↓↓↓

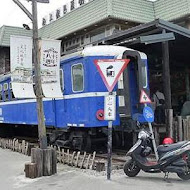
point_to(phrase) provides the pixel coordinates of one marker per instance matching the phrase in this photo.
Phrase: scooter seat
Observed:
(170, 147)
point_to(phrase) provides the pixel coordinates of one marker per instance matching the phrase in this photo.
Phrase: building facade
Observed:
(93, 20)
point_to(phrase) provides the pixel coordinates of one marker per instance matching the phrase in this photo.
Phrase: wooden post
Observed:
(37, 158)
(40, 110)
(54, 161)
(30, 170)
(188, 128)
(180, 127)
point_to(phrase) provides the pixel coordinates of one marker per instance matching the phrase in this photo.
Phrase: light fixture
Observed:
(26, 27)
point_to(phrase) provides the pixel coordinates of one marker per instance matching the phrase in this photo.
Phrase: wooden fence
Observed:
(76, 159)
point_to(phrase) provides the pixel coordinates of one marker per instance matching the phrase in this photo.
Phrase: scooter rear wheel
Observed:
(130, 167)
(184, 176)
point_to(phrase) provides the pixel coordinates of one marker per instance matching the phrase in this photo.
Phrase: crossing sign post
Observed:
(149, 117)
(110, 71)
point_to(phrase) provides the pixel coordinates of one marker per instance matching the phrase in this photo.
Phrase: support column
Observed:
(187, 83)
(166, 82)
(166, 73)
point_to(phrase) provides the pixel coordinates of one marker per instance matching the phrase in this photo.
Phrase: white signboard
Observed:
(110, 70)
(50, 68)
(21, 67)
(144, 98)
(110, 107)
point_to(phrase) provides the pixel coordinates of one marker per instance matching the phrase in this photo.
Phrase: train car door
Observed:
(134, 79)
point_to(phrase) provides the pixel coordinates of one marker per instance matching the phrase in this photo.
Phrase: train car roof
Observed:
(102, 50)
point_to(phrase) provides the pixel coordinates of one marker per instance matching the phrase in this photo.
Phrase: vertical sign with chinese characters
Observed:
(21, 67)
(110, 108)
(50, 68)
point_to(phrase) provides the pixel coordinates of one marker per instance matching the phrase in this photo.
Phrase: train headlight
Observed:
(100, 115)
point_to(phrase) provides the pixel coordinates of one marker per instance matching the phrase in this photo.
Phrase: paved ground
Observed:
(12, 177)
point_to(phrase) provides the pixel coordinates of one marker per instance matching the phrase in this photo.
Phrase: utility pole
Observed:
(39, 97)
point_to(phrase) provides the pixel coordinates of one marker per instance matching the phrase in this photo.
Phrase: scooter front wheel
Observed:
(184, 176)
(130, 167)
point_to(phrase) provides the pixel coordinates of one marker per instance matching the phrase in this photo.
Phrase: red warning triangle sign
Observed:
(110, 70)
(144, 98)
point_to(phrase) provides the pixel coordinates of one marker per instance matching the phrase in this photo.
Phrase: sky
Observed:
(12, 15)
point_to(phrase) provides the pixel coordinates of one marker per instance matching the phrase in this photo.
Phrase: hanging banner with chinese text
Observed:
(21, 67)
(50, 68)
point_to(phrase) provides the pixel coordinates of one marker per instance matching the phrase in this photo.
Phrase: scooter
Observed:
(173, 158)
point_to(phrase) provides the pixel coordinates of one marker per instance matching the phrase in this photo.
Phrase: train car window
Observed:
(6, 95)
(77, 78)
(61, 79)
(144, 76)
(1, 95)
(11, 91)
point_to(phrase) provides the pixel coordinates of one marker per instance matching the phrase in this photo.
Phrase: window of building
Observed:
(77, 78)
(97, 35)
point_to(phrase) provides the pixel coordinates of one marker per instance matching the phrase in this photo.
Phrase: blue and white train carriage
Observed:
(77, 118)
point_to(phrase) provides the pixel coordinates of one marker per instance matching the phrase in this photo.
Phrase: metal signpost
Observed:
(110, 71)
(149, 117)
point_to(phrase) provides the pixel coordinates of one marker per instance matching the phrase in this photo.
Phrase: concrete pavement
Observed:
(12, 177)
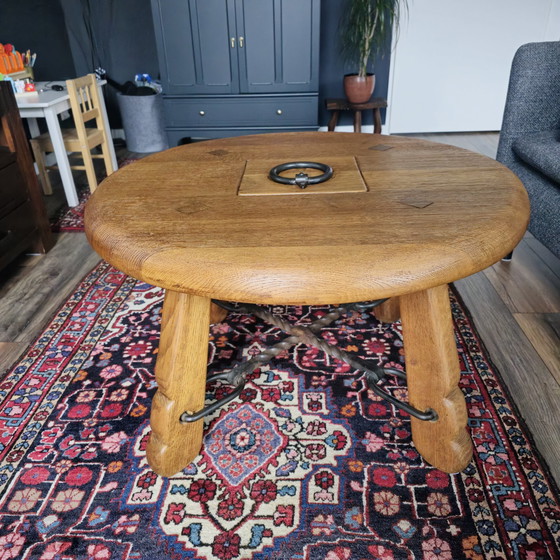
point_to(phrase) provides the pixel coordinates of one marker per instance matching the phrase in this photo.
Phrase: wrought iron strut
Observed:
(237, 376)
(301, 179)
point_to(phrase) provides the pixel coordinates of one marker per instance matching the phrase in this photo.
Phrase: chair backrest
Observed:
(85, 103)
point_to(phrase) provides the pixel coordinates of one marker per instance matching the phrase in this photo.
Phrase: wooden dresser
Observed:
(24, 225)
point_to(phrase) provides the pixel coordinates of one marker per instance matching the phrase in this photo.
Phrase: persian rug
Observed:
(72, 218)
(308, 464)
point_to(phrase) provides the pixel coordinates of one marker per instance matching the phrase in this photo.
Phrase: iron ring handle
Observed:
(301, 179)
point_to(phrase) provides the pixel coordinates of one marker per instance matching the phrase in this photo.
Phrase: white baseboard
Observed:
(349, 128)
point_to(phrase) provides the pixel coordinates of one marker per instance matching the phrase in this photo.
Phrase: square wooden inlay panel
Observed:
(346, 178)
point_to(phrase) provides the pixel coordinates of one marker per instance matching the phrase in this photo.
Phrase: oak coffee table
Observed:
(400, 218)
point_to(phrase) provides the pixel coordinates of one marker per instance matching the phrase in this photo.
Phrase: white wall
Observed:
(450, 66)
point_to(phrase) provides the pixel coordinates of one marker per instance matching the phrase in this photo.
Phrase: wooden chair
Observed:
(85, 104)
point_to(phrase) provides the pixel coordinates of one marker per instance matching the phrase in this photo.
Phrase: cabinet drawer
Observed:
(247, 112)
(16, 232)
(12, 189)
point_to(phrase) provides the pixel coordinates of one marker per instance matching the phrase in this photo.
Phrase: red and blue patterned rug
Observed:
(307, 465)
(71, 219)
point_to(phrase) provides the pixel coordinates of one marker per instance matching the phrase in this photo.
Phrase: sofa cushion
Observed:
(541, 151)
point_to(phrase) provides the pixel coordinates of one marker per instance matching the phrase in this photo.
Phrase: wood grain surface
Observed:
(431, 214)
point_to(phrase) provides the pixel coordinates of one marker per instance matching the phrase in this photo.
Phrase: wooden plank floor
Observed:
(515, 307)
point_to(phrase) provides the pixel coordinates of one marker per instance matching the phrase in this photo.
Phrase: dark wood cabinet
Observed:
(23, 218)
(232, 67)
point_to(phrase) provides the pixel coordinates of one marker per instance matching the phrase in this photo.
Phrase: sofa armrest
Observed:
(533, 97)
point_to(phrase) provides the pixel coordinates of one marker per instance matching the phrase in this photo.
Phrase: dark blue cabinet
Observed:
(220, 57)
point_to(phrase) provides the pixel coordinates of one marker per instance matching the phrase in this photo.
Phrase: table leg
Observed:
(181, 378)
(432, 367)
(61, 157)
(389, 311)
(333, 121)
(357, 121)
(376, 121)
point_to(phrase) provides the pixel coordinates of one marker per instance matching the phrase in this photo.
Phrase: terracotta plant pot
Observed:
(358, 89)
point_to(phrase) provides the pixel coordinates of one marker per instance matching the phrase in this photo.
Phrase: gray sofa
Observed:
(530, 137)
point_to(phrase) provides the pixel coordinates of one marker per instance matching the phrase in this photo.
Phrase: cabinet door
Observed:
(278, 45)
(196, 54)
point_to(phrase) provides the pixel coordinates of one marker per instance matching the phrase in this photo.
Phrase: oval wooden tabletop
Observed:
(399, 215)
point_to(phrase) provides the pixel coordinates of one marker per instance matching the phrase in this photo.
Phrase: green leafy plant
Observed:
(366, 27)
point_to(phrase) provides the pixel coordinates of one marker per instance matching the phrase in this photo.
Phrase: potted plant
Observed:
(365, 28)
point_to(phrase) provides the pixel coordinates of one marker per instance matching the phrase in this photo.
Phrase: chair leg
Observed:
(40, 160)
(107, 158)
(90, 170)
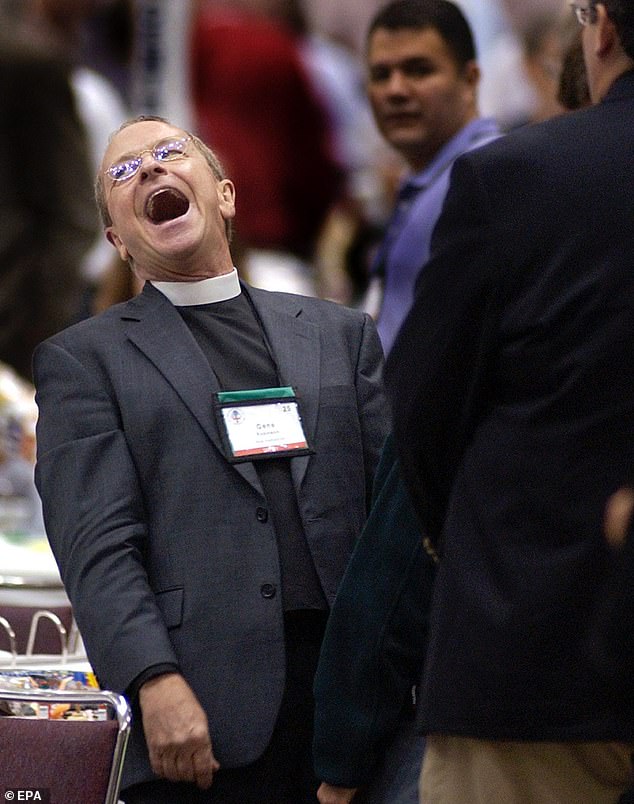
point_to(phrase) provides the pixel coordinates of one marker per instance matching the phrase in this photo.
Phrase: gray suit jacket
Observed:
(166, 549)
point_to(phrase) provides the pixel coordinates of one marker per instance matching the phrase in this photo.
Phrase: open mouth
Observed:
(166, 205)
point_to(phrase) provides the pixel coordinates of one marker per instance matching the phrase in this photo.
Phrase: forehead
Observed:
(137, 137)
(386, 45)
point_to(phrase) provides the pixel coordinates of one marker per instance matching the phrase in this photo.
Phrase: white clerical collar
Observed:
(203, 291)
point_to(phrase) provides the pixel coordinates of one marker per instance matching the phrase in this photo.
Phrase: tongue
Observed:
(167, 204)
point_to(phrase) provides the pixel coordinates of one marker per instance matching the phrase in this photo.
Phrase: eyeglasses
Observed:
(585, 14)
(164, 151)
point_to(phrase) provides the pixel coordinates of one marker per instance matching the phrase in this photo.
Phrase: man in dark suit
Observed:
(512, 384)
(205, 458)
(46, 226)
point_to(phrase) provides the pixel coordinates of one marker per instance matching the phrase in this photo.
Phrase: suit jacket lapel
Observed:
(155, 327)
(295, 345)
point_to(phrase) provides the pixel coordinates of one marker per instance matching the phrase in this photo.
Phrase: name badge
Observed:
(261, 423)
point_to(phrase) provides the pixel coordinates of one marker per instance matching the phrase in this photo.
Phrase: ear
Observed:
(471, 80)
(227, 193)
(114, 238)
(606, 36)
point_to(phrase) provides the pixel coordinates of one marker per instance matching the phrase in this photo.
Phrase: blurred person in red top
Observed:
(255, 103)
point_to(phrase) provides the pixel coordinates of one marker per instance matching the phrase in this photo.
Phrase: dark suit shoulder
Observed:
(317, 310)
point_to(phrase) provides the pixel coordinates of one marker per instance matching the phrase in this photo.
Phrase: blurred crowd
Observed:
(277, 89)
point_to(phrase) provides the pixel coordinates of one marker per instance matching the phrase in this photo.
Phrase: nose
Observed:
(150, 165)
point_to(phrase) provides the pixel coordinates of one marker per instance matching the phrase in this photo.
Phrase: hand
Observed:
(176, 731)
(618, 515)
(329, 794)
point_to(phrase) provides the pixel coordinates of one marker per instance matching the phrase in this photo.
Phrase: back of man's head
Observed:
(441, 15)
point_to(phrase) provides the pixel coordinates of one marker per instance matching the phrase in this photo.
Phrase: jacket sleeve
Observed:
(375, 640)
(371, 402)
(94, 517)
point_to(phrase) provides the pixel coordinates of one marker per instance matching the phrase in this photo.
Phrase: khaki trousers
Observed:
(461, 770)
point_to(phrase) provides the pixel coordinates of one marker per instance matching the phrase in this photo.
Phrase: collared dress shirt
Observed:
(405, 247)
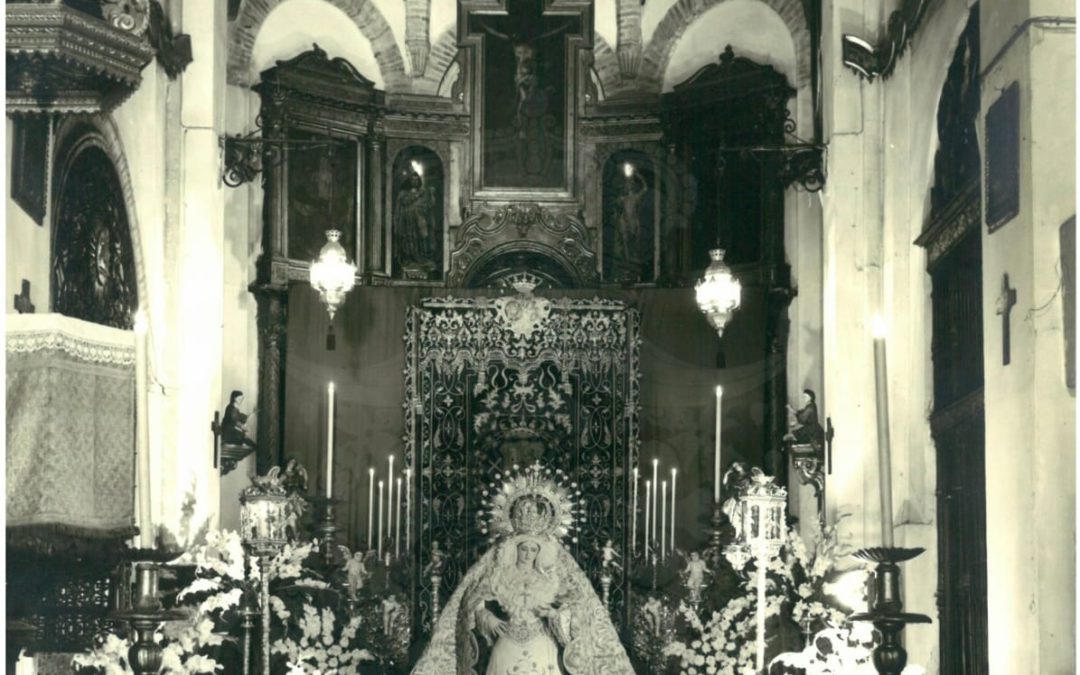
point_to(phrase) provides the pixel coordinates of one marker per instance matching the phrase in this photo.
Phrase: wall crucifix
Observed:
(1004, 305)
(525, 84)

↑↑↑

Check each line of the entries for the string "with". Copy the lines that have it.

Phrase: vertical sign with chinese characters
Phrase: hanging banner with chinese text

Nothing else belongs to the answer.